Items listed in a dataset:

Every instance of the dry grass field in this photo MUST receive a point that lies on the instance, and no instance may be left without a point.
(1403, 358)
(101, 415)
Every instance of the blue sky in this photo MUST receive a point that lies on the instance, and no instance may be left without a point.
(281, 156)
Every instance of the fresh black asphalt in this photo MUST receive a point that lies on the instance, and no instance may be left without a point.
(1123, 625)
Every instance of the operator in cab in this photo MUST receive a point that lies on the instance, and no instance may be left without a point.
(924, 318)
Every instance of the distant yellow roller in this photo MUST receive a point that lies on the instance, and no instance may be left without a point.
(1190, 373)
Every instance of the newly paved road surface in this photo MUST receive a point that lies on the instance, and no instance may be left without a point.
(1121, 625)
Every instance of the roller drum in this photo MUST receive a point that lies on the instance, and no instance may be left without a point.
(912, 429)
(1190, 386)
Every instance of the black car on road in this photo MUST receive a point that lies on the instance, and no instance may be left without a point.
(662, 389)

EXERCISE: Format the items from the one containing "Every instance of the blue" through the end of the items as a two-column CSV with the columns "item" and "answer". Give one row per item, with its text and its answer each in a single quoted field and any line breaks replaced by spaces.

COMPLETED EXERCISE:
item,answer
"Every instance of the blue sky in this photo MUST receive a point that lies on the instance, and no instance may be left without a point.","(281, 156)"
"Every instance of the fresh black asphalt in this photo MUST receive a point that lies on the instance, and no instance may be left without a point.","(1123, 625)"
"Every instance of the operator in cab in this photo MUST receive a point that lies on the instance, and no instance may be left without a point.","(924, 318)"
"Every instance of the distant yellow roller in this photo MUST receive a point that lies on the instance, and no instance may be left without a point.","(1190, 373)"
"Every instance of the newly paved road surface in this photo MUST receive a point that lies on the instance, and no instance may be left without a point.","(1121, 625)"
"Every instance of the roller drum in this photo MUST receive a point that lies on the instance, and no instance may be left without a point.","(912, 429) (1190, 386)"
"Every instance of the black car on road in this photo MUST receive a point that lies on the instance, and no instance may be left without a point.","(662, 389)"